[START OF Supplied text]
John Roesler created KAFKA-13714:
------------------------------------

             Summary: Flaky test IQv2StoreIntegrationTest
                 Key: KAFKA-13714
                 URL: https://issues.apache.org/jira/browse/KAFKA-13714
             Project: Kafka
          Issue Type: Bug
          Components: streams
    Affects Versions: 3.2.0
            Reporter: John Roesler


I have observed multiple consistency violations in the 
IQv2StoreIntegrationTest. Since this is the first release of IQv2, and it's 
apparently a major flaw in the feature, we should not release with this bug 
outstanding. Depending on the time-table, we may want to block the release or 
pull the feature until the next release.

 

The first observation I have is from 23 Feb 2022. So far all observations point 
to the range query in particular, and all observations have been for RocksDB 
stores, including RocksDBStore, TimestampedRocksDBStore, and the windowed store 
built on RocksDB segments.
[END OF Supplied text]
[START OF Raw data]
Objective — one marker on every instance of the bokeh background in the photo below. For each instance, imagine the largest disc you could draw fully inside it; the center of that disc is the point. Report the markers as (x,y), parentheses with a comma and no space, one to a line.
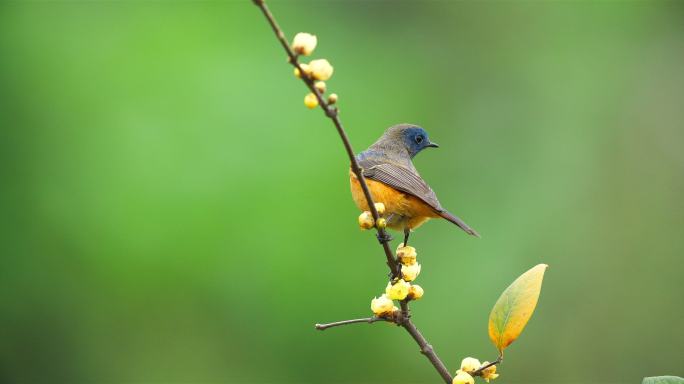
[END OF Raw data]
What to work on:
- a) Name every field label in the header block of the Kafka issue report, such as the one before "KAFKA-13714".
- b) From the Kafka issue report, echo the passage starting with "I have observed" and going on through "on RocksDB segments.".

Solutions per task:
- a) Summary, Key, URL, Project, Issue Type, Components, Affects Versions, Reporter

- b)
I have observed multiple consistency violations in the 
IQv2StoreIntegrationTest. Since this is the first release of IQv2, and it's 
apparently a major flaw in the feature, we should not release with this bug 
outstanding. Depending on the time-table, we may want to block the release or 
pull the feature until the next release.

 

The first observation I have is from 23 Feb 2022. So far all observations point 
to the range query in particular, and all observations have been for RocksDB 
stores, including RocksDBStore, TimestampedRocksDBStore, and the windowed store 
built on RocksDB segments.